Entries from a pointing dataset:
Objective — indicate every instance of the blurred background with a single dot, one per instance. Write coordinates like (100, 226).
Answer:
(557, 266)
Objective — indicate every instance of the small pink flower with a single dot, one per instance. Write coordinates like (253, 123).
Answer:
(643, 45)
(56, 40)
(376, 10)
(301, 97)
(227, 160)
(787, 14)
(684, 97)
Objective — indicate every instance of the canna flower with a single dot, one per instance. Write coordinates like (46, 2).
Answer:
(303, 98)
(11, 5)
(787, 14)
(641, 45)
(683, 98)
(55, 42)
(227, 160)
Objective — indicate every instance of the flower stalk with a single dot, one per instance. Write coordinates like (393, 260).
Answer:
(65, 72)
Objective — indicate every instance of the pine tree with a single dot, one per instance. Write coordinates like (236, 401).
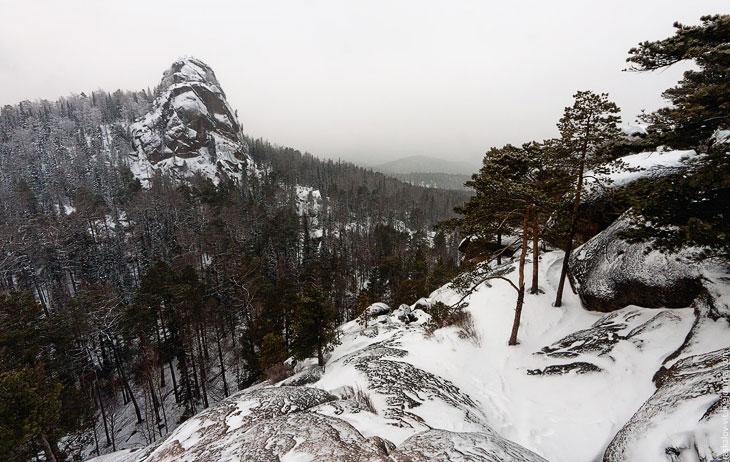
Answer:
(314, 329)
(700, 103)
(30, 409)
(689, 209)
(586, 128)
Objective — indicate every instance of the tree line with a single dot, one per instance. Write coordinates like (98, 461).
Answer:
(535, 192)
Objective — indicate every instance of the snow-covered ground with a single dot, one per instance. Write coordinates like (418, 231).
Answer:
(567, 417)
(573, 382)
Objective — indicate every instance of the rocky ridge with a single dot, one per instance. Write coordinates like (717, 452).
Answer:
(190, 129)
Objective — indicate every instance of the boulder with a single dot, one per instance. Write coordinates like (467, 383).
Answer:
(446, 446)
(610, 273)
(221, 430)
(682, 420)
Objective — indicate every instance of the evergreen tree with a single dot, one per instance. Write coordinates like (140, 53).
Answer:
(314, 329)
(700, 103)
(689, 209)
(30, 409)
(586, 129)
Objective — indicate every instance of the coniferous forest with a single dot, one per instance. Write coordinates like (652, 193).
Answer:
(139, 301)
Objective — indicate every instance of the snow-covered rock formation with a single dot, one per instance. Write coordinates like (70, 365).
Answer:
(191, 128)
(610, 273)
(635, 384)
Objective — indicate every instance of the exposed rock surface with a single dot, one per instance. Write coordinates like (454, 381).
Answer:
(191, 128)
(446, 446)
(610, 273)
(604, 334)
(682, 419)
(217, 432)
(406, 387)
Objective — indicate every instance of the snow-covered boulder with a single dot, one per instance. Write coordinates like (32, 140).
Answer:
(191, 128)
(219, 433)
(446, 446)
(683, 419)
(377, 309)
(610, 273)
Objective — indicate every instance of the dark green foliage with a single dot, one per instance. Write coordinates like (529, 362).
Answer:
(690, 208)
(686, 210)
(273, 350)
(30, 409)
(314, 326)
(700, 103)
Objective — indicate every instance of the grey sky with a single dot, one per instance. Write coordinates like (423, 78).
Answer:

» **THE REQUEST**
Retype each entry precisely. Skip images entirely.

» **RESULT OF THIS EXERCISE**
Objective — indicate every instance of the blurred background with a single dot, one per instance. Write coordinates like (100, 226).
Answer:
(557, 266)
Objective — indicate every instance of the small pink flower with a single dot, one per instance. Write coordinates like (253, 123).
Answer:
(643, 45)
(56, 40)
(376, 10)
(301, 97)
(227, 160)
(787, 14)
(684, 97)
Objective — indicate every instance of the canna flower with a single dot, one per instance. Write coordinates like (46, 2).
Answer:
(303, 98)
(11, 5)
(787, 14)
(641, 45)
(683, 98)
(55, 42)
(227, 160)
Objective — indicate every instance of the flower stalk with a single dot, one per instance. Write coordinates like (393, 260).
Answer:
(65, 72)
Objective — indicate every instance of the pine tree with a single dot, one per instance. Write coordinates like (236, 401).
Answer:
(314, 329)
(700, 103)
(30, 409)
(689, 209)
(586, 128)
Objective — indicate every instance of the tree line with a single dot, one per instance. Write coordinates like (98, 461).
Answer:
(535, 192)
Objective — indicate every instance of the snow-covered ground with a single dot, one per instance. Write coordinates like (418, 231).
Answer:
(567, 417)
(573, 382)
Objective — indicate every instance of the rocky ridge with a single dot, one per instance. Write coordinates like (717, 452).
Answer:
(190, 129)
Objective — indicate every instance of the boulder with a single dot, one per instance. Write coordinates like (467, 383).
Answer:
(446, 446)
(610, 273)
(221, 430)
(682, 420)
Objective — indicate every instance of the evergreen tree with a single dot, one per instance. Write coordinates like (140, 53).
Answer:
(314, 329)
(700, 103)
(689, 209)
(30, 409)
(586, 129)
Objective — indicate every instance of the coniferous forest with a single dot, one per instance. Write coordinates like (652, 193).
Answer:
(139, 301)
Objective — indicate every instance of the snow-covered rock formation with a single dot, one per instance. Write coordinates like (70, 365).
Answer:
(191, 128)
(610, 273)
(635, 384)
Objective — indicate every instance of the exposed rock surface with a single dot, one per instance. Write coordinates like (454, 381).
Answer:
(191, 128)
(446, 446)
(610, 273)
(604, 334)
(682, 419)
(217, 432)
(406, 387)
Objective — indicate every instance of the snow-covered boulder with a single dot, one per instance. Write coordinates like (32, 140).
Answer:
(191, 128)
(219, 433)
(446, 446)
(683, 419)
(377, 309)
(610, 273)
Objective — indicate every instance of the dark green foliage with a single dot, one per instance. Write coordinates like (529, 362).
Answer:
(690, 208)
(686, 210)
(273, 350)
(30, 409)
(314, 326)
(700, 103)
Objective — indicate every instance of the grey sky with a single dot, one per instance. Write coordinates like (423, 78).
Answer:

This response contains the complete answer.